▶ **Requirements**
a – In the dice probability thread, which ordered pairs of die values are listed as giving a sum of 7?
b – Could you copy everything in the dice probability thread from "The total number of possible" down to "7$ is $5+4+3+2+1=15$." without changing a character?

* Start Supplied text *

Assume that two fair dice are rolled one at a time. Given that the sum of the two numbers that occured was at least $7$, compute the probability that it was equal to $7$.
I tried computing the probability as follows:
$$P \left( X+Y=7| X+Y \geq 7 \right)=\frac{P \left(X+Y=7 \right)}{P \left(X+Y \geq 7 \right)}$$
And then I examined all different pairs whose sum is $7$ and then those whose sum is greater or equal to $7$. I am getting $3/12$ but the right answer is $6/21$. Could you please help me understand what I am doing wrong?
Thank you.
The total number of possible outcomes when rolling two fair dice is $6^2=36$.
Examining the denominator of your conditional probability, it is easier to deal with the case when the sum of the two dice ($X+Y$) is less than $7$, and subtract this result from $36$.
Now, there are $5$ outcomes (pairs ($5$,$1$),($4$,$2$),($3$,$3$),($2$,$4$),($1$,$5$)) for the sum to be $6$, $4$ outcomes for the sum to be $5$, and so on, until the minimum value (which is $2$, where each die shows a $1$).
So the total number of outcomes where $X+Y < 7$ is $5+4+3+2+1=15$.
As a result the total number of outcomes where $X+Y \geq 7$ is $36-15=21$, leading to $$P(X+Y\geq 7)=\frac{21}{36}$$
Next, we count the number of total outcomes where $X+Y=7$, which is $6$ (($6$,$1$)($5$,$2$),($4$,$3$),($3$,$4$),($2$,$5$),($1$,$6$)), so that $$P(X+Y=7)=\frac{6}{36}$$
We thus obtain $$P(X+Y=7|X+Y\geq 7)=\frac{(P(X+Y=7) \cap (X+Y\geq7))}{P(X+Y\geq7)}=\frac{P(X+Y=7)}{P(X+Y\geq7)}\\=\frac{6}{36}\times\frac{36}{21}=\frac{6}{21}=\frac{2}{7}$$

* End Supplied text *
* Start Material *

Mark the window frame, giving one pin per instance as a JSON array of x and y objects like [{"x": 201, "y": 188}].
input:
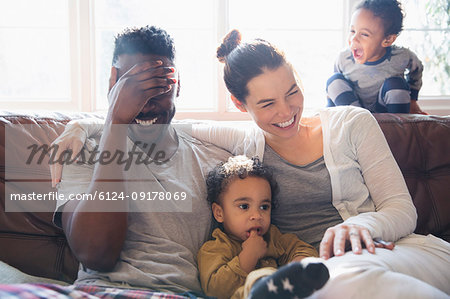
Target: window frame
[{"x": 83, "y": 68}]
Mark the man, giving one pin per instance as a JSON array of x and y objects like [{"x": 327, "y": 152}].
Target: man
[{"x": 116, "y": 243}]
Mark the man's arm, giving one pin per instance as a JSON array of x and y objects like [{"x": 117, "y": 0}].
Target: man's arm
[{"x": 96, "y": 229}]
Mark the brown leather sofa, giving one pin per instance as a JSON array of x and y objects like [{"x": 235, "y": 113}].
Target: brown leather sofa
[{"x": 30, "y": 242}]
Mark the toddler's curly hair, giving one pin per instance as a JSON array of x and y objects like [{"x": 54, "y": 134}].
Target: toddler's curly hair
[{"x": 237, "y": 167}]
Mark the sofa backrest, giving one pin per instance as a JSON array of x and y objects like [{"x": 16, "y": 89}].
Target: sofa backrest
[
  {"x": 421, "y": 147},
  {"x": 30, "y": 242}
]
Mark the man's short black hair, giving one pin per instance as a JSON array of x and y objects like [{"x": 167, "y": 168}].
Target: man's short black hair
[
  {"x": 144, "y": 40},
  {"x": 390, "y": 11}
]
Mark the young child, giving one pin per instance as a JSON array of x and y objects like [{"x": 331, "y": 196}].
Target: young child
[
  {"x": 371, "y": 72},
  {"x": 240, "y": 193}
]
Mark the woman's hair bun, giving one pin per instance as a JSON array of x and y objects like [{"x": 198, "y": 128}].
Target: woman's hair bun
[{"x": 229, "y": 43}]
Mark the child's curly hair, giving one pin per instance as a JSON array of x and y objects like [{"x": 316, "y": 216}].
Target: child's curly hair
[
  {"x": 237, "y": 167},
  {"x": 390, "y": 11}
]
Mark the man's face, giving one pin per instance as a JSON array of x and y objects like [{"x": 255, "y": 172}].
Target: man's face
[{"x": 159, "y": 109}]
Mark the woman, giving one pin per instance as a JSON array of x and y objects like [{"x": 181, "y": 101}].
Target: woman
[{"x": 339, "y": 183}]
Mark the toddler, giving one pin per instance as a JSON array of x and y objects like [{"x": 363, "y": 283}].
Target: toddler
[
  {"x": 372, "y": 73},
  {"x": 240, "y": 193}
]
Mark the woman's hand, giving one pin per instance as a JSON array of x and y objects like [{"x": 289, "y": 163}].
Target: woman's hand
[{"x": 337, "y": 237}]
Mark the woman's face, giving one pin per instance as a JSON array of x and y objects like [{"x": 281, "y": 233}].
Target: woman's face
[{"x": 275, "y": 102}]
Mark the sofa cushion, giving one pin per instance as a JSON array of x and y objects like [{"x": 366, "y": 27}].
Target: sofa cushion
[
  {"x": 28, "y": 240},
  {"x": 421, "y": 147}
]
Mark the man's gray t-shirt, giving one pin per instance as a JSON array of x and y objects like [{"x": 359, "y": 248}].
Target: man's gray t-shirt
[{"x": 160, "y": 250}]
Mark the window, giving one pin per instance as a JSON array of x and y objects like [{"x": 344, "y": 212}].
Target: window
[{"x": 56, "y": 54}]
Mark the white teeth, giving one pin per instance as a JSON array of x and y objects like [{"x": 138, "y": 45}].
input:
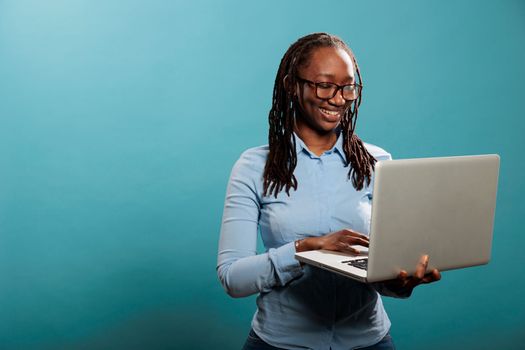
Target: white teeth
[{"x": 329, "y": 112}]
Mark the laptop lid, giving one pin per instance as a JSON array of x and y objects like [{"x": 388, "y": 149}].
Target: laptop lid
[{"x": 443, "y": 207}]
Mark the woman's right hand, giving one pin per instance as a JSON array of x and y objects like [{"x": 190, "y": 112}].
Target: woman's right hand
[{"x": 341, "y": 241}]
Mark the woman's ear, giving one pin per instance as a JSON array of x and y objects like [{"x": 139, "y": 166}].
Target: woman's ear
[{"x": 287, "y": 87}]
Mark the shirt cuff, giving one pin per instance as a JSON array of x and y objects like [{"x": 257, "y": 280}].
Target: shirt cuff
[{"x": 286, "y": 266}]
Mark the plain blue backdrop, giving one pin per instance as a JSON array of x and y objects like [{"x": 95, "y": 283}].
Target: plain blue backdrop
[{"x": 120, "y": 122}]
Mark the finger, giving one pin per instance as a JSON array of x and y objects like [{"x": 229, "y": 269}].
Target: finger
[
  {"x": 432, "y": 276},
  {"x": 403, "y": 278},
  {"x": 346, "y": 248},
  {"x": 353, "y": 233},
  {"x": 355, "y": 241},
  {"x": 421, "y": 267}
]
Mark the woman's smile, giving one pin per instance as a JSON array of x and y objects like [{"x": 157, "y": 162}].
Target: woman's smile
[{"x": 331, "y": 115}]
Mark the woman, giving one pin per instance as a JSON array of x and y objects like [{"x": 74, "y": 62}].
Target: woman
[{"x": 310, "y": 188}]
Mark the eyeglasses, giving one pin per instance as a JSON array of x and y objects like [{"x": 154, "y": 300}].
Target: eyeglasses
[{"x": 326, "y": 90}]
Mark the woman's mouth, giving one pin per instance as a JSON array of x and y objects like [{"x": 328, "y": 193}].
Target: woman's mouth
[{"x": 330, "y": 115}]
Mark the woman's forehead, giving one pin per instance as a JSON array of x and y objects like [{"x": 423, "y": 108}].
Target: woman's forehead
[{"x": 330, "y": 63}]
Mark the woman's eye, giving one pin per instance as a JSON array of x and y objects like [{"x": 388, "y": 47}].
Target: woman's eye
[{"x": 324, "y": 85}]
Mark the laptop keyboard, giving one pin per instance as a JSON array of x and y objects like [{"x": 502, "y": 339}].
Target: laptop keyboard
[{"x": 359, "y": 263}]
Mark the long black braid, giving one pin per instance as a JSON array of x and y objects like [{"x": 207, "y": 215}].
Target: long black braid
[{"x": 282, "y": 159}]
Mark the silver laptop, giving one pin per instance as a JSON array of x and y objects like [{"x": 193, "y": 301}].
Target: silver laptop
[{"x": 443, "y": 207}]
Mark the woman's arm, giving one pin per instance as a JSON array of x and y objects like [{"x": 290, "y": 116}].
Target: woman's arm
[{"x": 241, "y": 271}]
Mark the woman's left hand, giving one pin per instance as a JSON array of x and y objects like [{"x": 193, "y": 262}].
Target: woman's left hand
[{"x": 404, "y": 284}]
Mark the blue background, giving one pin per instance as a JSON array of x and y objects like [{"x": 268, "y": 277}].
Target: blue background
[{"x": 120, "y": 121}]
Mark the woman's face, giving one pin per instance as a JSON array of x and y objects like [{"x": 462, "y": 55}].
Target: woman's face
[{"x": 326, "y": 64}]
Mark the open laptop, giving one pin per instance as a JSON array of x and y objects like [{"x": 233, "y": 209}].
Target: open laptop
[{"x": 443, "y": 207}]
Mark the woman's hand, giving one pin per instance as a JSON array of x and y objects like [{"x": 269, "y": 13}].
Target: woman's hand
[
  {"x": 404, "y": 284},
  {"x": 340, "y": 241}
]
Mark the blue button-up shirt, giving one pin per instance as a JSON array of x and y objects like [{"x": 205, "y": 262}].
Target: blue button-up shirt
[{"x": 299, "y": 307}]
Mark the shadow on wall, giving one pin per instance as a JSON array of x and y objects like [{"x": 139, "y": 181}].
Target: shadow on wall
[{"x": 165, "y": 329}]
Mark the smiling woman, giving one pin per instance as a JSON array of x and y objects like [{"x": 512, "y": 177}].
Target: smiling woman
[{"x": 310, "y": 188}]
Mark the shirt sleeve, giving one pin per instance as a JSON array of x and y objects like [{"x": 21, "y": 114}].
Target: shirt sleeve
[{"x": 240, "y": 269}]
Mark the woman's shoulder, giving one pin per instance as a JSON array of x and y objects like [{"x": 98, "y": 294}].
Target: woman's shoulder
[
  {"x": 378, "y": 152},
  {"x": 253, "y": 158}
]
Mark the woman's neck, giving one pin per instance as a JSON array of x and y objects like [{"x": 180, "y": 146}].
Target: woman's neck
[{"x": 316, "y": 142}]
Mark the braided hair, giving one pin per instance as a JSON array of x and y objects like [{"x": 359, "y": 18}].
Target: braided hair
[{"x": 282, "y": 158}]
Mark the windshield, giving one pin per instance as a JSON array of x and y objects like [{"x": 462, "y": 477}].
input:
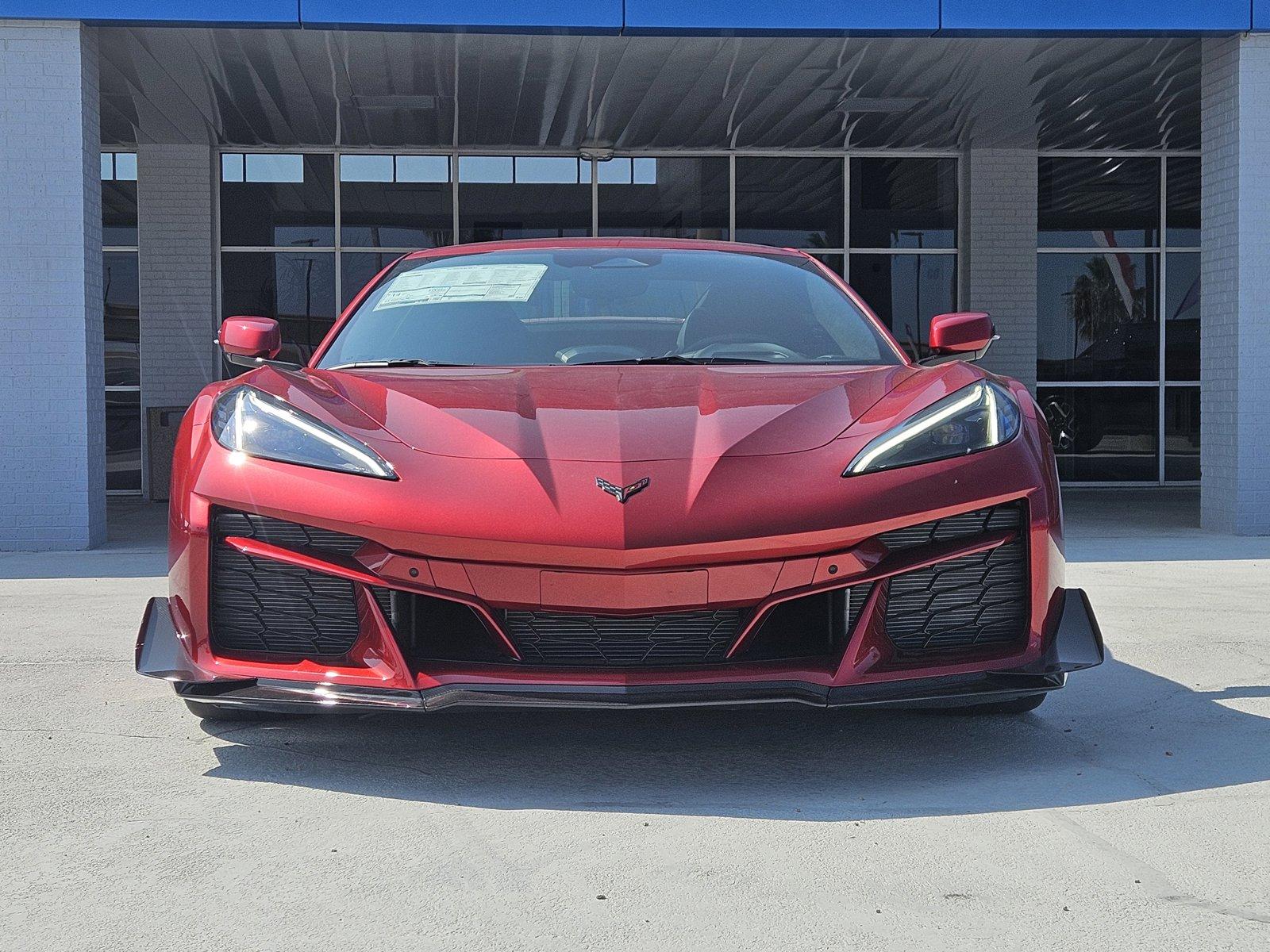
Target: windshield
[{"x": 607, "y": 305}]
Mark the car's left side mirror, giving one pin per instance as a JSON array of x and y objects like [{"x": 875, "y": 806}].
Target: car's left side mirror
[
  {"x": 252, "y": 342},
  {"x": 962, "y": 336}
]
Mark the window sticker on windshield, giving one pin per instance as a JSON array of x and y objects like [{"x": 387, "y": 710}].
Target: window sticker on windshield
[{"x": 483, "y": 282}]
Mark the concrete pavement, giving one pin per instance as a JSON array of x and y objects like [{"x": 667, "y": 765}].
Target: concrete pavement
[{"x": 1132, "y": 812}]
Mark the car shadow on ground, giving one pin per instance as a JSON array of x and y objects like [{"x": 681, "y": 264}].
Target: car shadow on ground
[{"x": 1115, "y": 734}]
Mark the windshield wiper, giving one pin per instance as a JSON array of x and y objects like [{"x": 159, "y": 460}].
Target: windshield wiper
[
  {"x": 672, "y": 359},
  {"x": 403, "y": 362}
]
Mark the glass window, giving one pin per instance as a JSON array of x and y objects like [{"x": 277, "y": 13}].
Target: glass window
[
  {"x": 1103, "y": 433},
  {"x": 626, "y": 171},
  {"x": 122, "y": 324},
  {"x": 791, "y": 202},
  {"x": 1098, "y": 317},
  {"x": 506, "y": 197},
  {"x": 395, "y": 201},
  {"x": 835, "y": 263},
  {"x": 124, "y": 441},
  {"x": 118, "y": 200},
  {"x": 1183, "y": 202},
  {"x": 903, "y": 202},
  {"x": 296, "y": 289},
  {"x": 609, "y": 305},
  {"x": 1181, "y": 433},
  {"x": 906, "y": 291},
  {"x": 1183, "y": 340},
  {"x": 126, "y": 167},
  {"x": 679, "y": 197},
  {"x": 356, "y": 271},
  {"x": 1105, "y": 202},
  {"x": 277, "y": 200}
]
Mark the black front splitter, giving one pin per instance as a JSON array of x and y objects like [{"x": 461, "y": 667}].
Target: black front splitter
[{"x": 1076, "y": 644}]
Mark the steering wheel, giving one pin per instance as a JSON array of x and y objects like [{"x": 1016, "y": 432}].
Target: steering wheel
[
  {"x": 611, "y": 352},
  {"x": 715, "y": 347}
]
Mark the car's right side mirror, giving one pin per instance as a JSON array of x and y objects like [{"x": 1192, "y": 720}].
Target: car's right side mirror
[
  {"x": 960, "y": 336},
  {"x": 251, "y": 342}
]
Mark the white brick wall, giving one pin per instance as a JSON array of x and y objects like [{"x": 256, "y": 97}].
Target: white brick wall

* End Material *

▶ **Task solutions**
a – (6, 1), (5, 2), (4, 3), (3, 4), (2, 5), (1, 6)

b –
The total number of possible outcomes when rolling two fair dice is $6^2=36$.
Examining the denominator of your conditional probability, it is easier to deal with the case when the sum of the two dice ($X+Y$) is less than $7$, and subtract this result from $36$.
Now, there are $5$ outcomes (pairs ($5$,$1$),($4$,$2$),($3$,$3$),($2$,$4$),($1$,$5$)) for the sum to be $6$, $4$ outcomes for the sum to be $5$, and so on, until the minimum value (which is $2$, where each die shows a $1$).
So the total number of outcomes where $X+Y < 7$ is $5+4+3+2+1=15$.